(Segmentation dataset records)
----------------------------------------

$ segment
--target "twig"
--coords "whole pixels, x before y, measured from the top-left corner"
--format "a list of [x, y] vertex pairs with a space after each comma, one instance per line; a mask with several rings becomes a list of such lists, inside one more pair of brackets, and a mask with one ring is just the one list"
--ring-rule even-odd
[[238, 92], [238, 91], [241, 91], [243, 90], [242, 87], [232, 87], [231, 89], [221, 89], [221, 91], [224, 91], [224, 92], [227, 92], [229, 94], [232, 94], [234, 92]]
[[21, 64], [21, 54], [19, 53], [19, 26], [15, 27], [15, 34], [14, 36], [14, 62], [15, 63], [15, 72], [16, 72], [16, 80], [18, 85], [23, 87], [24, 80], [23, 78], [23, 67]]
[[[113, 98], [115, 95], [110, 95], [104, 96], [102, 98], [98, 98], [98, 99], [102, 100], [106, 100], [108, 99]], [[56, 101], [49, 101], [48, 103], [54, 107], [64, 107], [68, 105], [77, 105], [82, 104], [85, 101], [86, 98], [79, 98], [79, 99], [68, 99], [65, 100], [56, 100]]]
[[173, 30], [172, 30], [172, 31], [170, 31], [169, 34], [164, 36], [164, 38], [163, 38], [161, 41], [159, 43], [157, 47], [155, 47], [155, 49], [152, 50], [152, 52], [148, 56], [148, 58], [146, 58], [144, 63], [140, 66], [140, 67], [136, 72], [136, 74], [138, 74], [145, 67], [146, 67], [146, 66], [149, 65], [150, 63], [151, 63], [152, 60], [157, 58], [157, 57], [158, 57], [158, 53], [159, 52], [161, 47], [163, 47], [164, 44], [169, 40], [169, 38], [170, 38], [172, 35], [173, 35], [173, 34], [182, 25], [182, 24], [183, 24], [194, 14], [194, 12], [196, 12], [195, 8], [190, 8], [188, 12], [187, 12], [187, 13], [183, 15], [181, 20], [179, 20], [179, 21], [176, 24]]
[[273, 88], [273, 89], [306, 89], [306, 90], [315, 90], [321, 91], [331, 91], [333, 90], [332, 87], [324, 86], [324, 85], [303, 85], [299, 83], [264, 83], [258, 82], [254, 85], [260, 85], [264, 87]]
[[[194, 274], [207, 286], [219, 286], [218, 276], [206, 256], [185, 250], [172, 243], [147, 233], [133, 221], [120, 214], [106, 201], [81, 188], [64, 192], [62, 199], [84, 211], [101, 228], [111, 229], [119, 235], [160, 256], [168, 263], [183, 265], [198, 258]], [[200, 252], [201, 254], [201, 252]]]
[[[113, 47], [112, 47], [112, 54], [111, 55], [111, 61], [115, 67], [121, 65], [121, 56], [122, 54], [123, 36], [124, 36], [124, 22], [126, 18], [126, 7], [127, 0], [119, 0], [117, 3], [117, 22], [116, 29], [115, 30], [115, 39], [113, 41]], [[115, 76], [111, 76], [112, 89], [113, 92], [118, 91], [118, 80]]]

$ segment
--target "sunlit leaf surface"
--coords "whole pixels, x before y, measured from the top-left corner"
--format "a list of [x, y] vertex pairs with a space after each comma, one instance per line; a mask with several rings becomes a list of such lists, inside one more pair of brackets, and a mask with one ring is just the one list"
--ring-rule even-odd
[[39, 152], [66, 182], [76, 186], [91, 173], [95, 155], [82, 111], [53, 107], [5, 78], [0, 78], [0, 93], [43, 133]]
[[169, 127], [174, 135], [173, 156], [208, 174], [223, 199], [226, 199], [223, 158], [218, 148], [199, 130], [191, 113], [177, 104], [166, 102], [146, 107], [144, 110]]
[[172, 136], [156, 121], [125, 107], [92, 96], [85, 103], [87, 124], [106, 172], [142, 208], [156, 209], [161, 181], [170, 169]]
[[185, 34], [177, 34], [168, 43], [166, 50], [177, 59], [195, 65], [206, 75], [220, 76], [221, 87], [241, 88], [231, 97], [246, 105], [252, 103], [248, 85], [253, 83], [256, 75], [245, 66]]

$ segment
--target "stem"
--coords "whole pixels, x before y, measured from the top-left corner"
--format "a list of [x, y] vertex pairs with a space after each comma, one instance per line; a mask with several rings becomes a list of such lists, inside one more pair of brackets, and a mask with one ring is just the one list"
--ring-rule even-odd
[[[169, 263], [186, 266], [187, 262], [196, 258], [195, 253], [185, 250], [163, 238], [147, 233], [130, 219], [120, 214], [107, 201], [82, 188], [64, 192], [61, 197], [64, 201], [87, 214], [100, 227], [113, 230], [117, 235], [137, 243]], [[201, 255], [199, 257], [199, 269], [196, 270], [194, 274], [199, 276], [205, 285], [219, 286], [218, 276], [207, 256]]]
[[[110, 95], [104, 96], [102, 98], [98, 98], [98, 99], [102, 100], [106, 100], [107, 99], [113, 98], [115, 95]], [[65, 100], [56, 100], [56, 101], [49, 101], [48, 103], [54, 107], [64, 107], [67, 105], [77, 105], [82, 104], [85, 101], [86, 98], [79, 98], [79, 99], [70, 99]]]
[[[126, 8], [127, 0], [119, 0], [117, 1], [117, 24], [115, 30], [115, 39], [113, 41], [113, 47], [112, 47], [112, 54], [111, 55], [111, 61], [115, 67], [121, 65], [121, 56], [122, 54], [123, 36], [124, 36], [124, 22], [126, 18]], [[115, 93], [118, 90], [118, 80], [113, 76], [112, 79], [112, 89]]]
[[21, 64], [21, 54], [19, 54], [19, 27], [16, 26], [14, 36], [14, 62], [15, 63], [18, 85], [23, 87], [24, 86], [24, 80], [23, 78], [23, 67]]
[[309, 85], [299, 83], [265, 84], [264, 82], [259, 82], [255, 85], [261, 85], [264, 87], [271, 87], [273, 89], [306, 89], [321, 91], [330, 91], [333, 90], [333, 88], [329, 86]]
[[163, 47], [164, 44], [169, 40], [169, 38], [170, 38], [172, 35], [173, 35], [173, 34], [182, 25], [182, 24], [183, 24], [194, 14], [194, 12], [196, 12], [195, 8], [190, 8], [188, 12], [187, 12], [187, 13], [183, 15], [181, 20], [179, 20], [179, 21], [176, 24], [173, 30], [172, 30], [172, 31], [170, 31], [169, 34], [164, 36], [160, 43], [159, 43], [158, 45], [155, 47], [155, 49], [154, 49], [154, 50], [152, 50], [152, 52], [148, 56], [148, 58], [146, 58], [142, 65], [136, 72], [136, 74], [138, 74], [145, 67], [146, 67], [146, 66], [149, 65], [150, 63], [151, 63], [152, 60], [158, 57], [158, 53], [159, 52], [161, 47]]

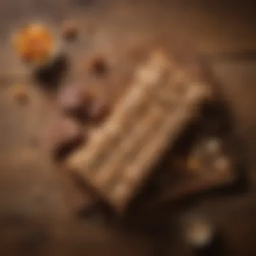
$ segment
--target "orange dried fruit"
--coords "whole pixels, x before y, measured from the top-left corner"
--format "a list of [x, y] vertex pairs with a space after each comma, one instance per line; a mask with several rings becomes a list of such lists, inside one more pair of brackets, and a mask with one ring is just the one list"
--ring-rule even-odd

----------------------------------------

- _Stated task_
Please reproduce the listing above line for line without any changes, leaving the pictures out of your answer.

- _Problem solution_
$ segment
--target "twig"
--coords "whole pixels, x before y, measured from the top-left corner"
--format "a list of [x, y] vertex pairs with a space after each comma, one instance per line; a mask with several rings becomes a list of such lists, inside one more pair of brackets, and a mask with one ring is just the one list"
--ring-rule even-odd
[[238, 92], [238, 91], [241, 91], [243, 90], [242, 87], [232, 87], [231, 89], [221, 89], [221, 91], [224, 91], [224, 92], [227, 92], [229, 94], [232, 94], [234, 92]]
[[21, 64], [21, 54], [19, 53], [19, 26], [15, 27], [15, 34], [14, 36], [14, 62], [15, 63], [15, 72], [16, 72], [16, 80], [18, 85], [23, 87], [24, 80], [23, 78], [23, 67]]
[[[113, 98], [115, 95], [110, 95], [104, 96], [102, 98], [98, 98], [98, 99], [102, 100], [106, 100], [108, 99]], [[56, 101], [49, 101], [48, 103], [54, 107], [64, 107], [68, 105], [77, 105], [82, 104], [85, 101], [86, 98], [79, 98], [79, 99], [68, 99], [65, 100], [56, 100]]]
[[173, 30], [172, 30], [172, 31], [170, 31], [169, 34], [164, 36], [164, 38], [163, 38], [161, 41], [159, 43], [157, 47], [155, 47], [155, 49], [152, 50], [152, 52], [148, 56], [148, 58], [146, 58], [144, 63], [140, 66], [140, 67], [136, 72], [136, 74], [138, 74], [145, 67], [146, 67], [146, 66], [149, 65], [150, 63], [151, 63], [152, 60], [157, 58], [157, 57], [158, 57], [158, 53], [159, 52], [161, 47], [163, 47], [164, 44], [169, 40], [169, 38], [170, 38], [172, 35], [173, 35], [173, 34], [182, 25], [182, 24], [183, 24], [194, 14], [194, 12], [196, 12], [195, 8], [190, 8], [188, 12], [187, 12], [187, 13], [183, 15], [181, 20], [179, 20], [179, 21], [176, 24]]
[[273, 88], [273, 89], [306, 89], [306, 90], [315, 90], [321, 91], [331, 91], [333, 90], [332, 87], [324, 86], [324, 85], [303, 85], [299, 83], [264, 83], [258, 82], [254, 85], [260, 85], [264, 87]]
[[[194, 274], [207, 286], [219, 286], [218, 276], [206, 256], [185, 250], [172, 243], [147, 233], [133, 221], [120, 214], [106, 201], [81, 188], [64, 192], [62, 199], [84, 211], [101, 228], [111, 229], [119, 235], [160, 256], [168, 263], [183, 265], [198, 258]], [[200, 252], [201, 254], [201, 252]]]
[[[113, 47], [112, 47], [112, 54], [111, 55], [111, 61], [115, 67], [121, 65], [121, 56], [122, 54], [123, 36], [124, 36], [124, 22], [126, 18], [126, 7], [127, 0], [119, 0], [117, 3], [117, 22], [116, 29], [115, 30], [115, 39], [113, 41]], [[115, 76], [111, 76], [112, 89], [113, 92], [118, 91], [118, 80]]]

$ segment
--target "sunlit leaf surface"
--coords "whole pixels, x before y, measured from the top-left corner"
--format "a list of [x, y] vertex pairs with a space after each comma, one instance per line; a mask with several rings becomes a list of such lists, inside one more pair of brackets, and a mask with one ring is just the one list"
--ring-rule even-odd
[[39, 152], [66, 182], [76, 186], [91, 173], [95, 155], [82, 111], [53, 107], [5, 78], [0, 78], [0, 93], [43, 133]]
[[169, 127], [174, 135], [173, 156], [208, 174], [223, 199], [226, 199], [223, 158], [218, 148], [199, 130], [191, 113], [177, 104], [166, 102], [146, 107], [144, 110]]
[[172, 136], [156, 121], [125, 107], [92, 96], [85, 103], [87, 124], [106, 172], [142, 208], [156, 209], [161, 181], [170, 169]]
[[185, 34], [177, 34], [168, 43], [166, 50], [177, 59], [195, 65], [206, 75], [220, 76], [221, 87], [241, 88], [231, 97], [246, 105], [252, 103], [248, 85], [253, 83], [256, 75], [245, 66]]

$ segment
--target "stem"
--coords "whole pixels, x before y, measured from the top-left corner"
--format "a list of [x, y] vertex pairs with a space after each comma, one instance per line; a mask with several rings becomes a list of such lists, inside one more pair of brackets, and a mask with one ring is just the one list"
--ring-rule even-odd
[[[169, 263], [186, 266], [187, 262], [196, 258], [195, 253], [185, 250], [163, 238], [147, 233], [130, 219], [120, 214], [107, 201], [82, 188], [64, 192], [61, 197], [64, 201], [87, 214], [100, 227], [113, 230], [117, 235], [137, 243]], [[201, 255], [199, 257], [199, 269], [196, 270], [194, 274], [199, 276], [205, 285], [219, 286], [218, 276], [207, 256]]]
[[[110, 95], [104, 96], [102, 98], [98, 98], [98, 99], [102, 100], [106, 100], [107, 99], [113, 98], [115, 95]], [[65, 100], [56, 100], [56, 101], [49, 101], [48, 103], [54, 107], [64, 107], [67, 105], [77, 105], [82, 104], [85, 101], [86, 98], [79, 98], [79, 99], [70, 99]]]
[[[126, 8], [127, 0], [119, 0], [117, 1], [117, 24], [115, 30], [115, 39], [113, 41], [113, 47], [112, 47], [112, 54], [111, 55], [111, 61], [115, 67], [121, 65], [121, 56], [122, 54], [123, 36], [124, 36], [124, 22], [126, 18]], [[115, 93], [118, 90], [118, 80], [113, 76], [112, 79], [112, 89]]]
[[21, 64], [21, 54], [19, 54], [19, 27], [16, 26], [14, 36], [14, 62], [15, 63], [18, 85], [23, 87], [24, 86], [24, 80], [23, 78], [23, 67]]
[[309, 85], [299, 83], [265, 84], [264, 82], [259, 82], [255, 85], [261, 85], [264, 87], [271, 87], [273, 89], [306, 89], [321, 91], [330, 91], [333, 90], [333, 88], [329, 86]]
[[163, 47], [164, 44], [169, 40], [169, 38], [170, 38], [172, 35], [173, 35], [173, 34], [182, 25], [182, 24], [183, 24], [194, 14], [194, 12], [196, 12], [195, 8], [190, 8], [188, 12], [187, 12], [187, 13], [183, 15], [181, 20], [179, 20], [179, 21], [176, 24], [173, 30], [172, 30], [172, 31], [170, 31], [169, 34], [164, 36], [160, 43], [159, 43], [158, 45], [155, 47], [155, 49], [154, 49], [154, 50], [152, 50], [152, 52], [148, 56], [148, 58], [146, 58], [142, 65], [136, 72], [136, 74], [138, 74], [145, 67], [146, 67], [146, 66], [149, 65], [150, 63], [151, 63], [152, 60], [158, 57], [158, 53], [159, 52], [161, 47]]

$ segment
--target "orange dried fruit"
--coords "whole pixels, x before y, measured from the top-left corner"
--format "a list of [x, y] vertex pairs with a space after each comma, one instance per line; a mask with several rings becomes a list of such lists, inside one more pair of brackets, and a mask with one ring is just the one list"
--ring-rule even-odd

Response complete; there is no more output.